(TEXT)
◆ ◆ ◆

Dan Nadel on Vonn’s Krazy Kat paintings:

Press Release for Vonn Sumner: Search/Party at the Kantor Gallery, Los Angeles, Fall 2022

Meet Krazy Kat: a mischievous (or guileless?) genderless (intersex?), human-animal (so…Mememoji?) hybrid. OK, so he’s complicated. But the character remains what you make, or remember, of it. Because there is arguably no comic work as canonical as the 109-year-old Krazy Kat.

“Krazy Kat is a relic of bohemian America—a ‘beat’—an eccentric, a romantic wanderer,” says painter Vonn Sumner on Search/Party, his latest show of 15 new paintings that reinterpret the feline cartoon in absurdist, tonal dreamscapes befitting these crazy times. 

The series effuses a two-pronged nostalgia bomb; one part for an era Sumner never experienced (the Wild West intrawar heyday of newspaper comic strips), and the other for the salad days of freshman year when he first encountered Krazy Kat in a course taught by renowned painter Wayne Thiebaud at UC Davis.

◆ ◆ ◆

(EXPLORE THE MATERIAL)
A: According to the press release on Vonn Sumner's Krazy Kat paintings, why does the character remain whatever a person makes, or remembers, of it?
B: In the press release on Vonn Sumner's Krazy Kat paintings, where did Sumner first encounter Krazy Kat?

◆ ◆ ◆

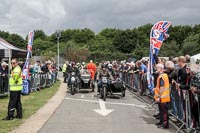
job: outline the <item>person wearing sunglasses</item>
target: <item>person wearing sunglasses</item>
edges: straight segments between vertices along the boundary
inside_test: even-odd
[[[22,71],[17,63],[17,59],[12,59],[11,65],[12,70],[9,79],[10,99],[8,104],[8,115],[2,120],[13,120],[15,109],[17,110],[17,115],[15,116],[15,118],[22,119]]]

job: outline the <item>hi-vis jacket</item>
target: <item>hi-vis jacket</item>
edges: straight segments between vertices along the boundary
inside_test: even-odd
[[[10,91],[22,90],[22,71],[20,66],[16,66],[12,71],[9,79]]]
[[[63,67],[62,67],[62,72],[65,73],[67,70],[67,64],[63,64]]]
[[[164,81],[164,89],[160,89],[160,79]],[[159,75],[157,79],[157,85],[154,89],[154,99],[158,101],[160,99],[161,103],[170,102],[170,91],[169,91],[169,78],[166,73]]]

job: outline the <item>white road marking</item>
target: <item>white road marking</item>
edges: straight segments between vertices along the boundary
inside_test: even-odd
[[[114,109],[106,109],[105,102],[101,99],[99,99],[99,106],[100,106],[100,109],[94,109],[94,111],[99,113],[102,116],[106,116],[114,111]]]
[[[70,98],[66,97],[66,100],[72,100],[72,101],[82,101],[82,102],[90,102],[90,103],[99,103],[99,101],[95,100],[87,100],[87,99],[78,99],[78,98]],[[138,105],[138,104],[129,104],[129,103],[117,103],[117,102],[105,102],[106,104],[115,104],[115,105],[124,105],[124,106],[133,106],[133,107],[139,107],[139,108],[147,108],[145,105]]]

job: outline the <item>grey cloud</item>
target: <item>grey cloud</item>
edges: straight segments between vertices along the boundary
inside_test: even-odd
[[[29,30],[134,28],[169,20],[173,25],[200,22],[198,0],[1,0],[0,29],[25,36]]]

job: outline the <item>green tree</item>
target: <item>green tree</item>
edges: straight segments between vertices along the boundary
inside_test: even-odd
[[[26,41],[18,34],[10,34],[9,37],[7,38],[7,41],[18,48],[22,49],[27,48]]]
[[[183,54],[198,54],[200,53],[200,34],[190,35],[183,41]]]
[[[130,29],[120,31],[113,40],[113,45],[122,53],[131,53],[136,48],[137,34]]]

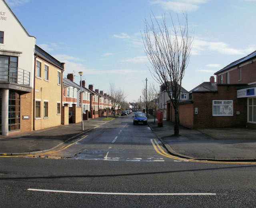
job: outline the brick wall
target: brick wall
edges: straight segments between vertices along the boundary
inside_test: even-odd
[[[22,131],[33,131],[34,89],[31,90],[32,92],[20,95],[20,130]],[[23,119],[23,116],[28,116],[29,119]]]
[[[38,58],[37,60],[41,63],[40,77],[35,80],[35,93],[36,100],[41,102],[40,118],[35,120],[35,130],[56,126],[61,124],[61,115],[57,114],[57,104],[61,102],[62,86],[58,84],[58,72],[60,71],[55,67],[46,63]],[[49,67],[48,80],[44,79],[44,65]],[[38,92],[39,91],[39,92]],[[44,117],[44,102],[48,102],[48,116]]]

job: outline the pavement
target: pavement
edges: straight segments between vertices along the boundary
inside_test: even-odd
[[[108,122],[104,117],[44,130],[0,135],[0,155],[27,155],[48,151]],[[164,120],[148,124],[171,154],[186,159],[224,161],[256,161],[256,129],[223,128],[191,130],[180,126],[173,136],[174,125]]]

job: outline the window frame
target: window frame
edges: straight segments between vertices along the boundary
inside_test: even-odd
[[[2,34],[2,37],[1,36],[1,34]],[[4,44],[4,31],[0,31],[0,43]]]
[[[225,102],[231,102],[231,104],[225,104]],[[221,104],[215,104],[214,102],[221,102]],[[233,100],[212,100],[212,116],[233,116],[234,114],[234,102]],[[225,108],[224,106],[231,106],[232,109],[232,114],[214,114],[214,106],[220,106],[220,110],[219,112],[221,112],[222,114],[223,113],[223,110],[225,110]]]
[[[37,102],[37,103],[39,102],[39,105],[38,104],[37,105],[37,103],[36,103]],[[38,108],[39,108],[39,109],[38,109]],[[36,102],[35,104],[35,116],[36,118],[41,118],[41,101],[36,100]],[[39,115],[37,114],[38,113],[39,113]]]
[[[239,67],[239,78],[238,81],[242,81],[242,67]]]
[[[250,104],[250,100],[252,99],[252,105]],[[256,101],[255,101],[255,104],[254,103],[254,99],[256,100],[256,98],[248,98],[247,99],[247,122],[251,124],[256,124],[256,119],[254,118],[254,107],[256,107]],[[252,108],[252,112],[250,112],[252,114],[252,120],[249,120],[249,116],[250,116],[250,107]],[[255,119],[256,121],[253,121],[253,120]]]
[[[227,84],[229,84],[229,72],[227,72]]]
[[[61,79],[60,78],[60,77],[61,77],[60,72],[60,71],[58,71],[58,72],[57,76],[58,76],[58,80],[57,80],[57,84],[61,84]]]
[[[60,103],[57,103],[57,115],[60,115]]]
[[[46,104],[47,104],[47,105],[46,106],[45,105]],[[48,118],[48,110],[49,109],[48,104],[48,101],[44,101],[44,118]]]
[[[46,70],[46,69],[47,70]],[[46,77],[46,75],[47,75]],[[44,80],[49,80],[49,66],[46,65],[44,65]]]
[[[40,66],[38,65],[38,63],[40,64]],[[36,77],[37,77],[41,78],[41,71],[42,71],[42,63],[40,61],[38,60],[36,60]],[[38,76],[38,72],[39,73],[39,75]]]

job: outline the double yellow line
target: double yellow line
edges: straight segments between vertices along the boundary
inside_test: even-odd
[[[178,157],[171,155],[170,155],[166,153],[162,149],[162,147],[158,143],[156,140],[155,139],[150,139],[150,141],[154,147],[156,151],[164,157],[172,158],[172,159],[178,159],[182,161],[195,162],[196,163],[219,163],[219,164],[256,164],[255,162],[224,162],[221,161],[208,161],[207,160],[198,160],[195,159],[186,159],[185,158],[182,158]]]

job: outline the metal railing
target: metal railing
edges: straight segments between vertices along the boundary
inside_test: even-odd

◆ ◆ ◆

(ANSWERS FOR EACH ITEM)
A: The press release says the character remains what you make or remember of it because there is arguably no comic work as canonical as the 109-year-old Krazy Kat.

B: He first encountered it during his freshman year, in a course taught by Wayne Thiebaud at UC Davis.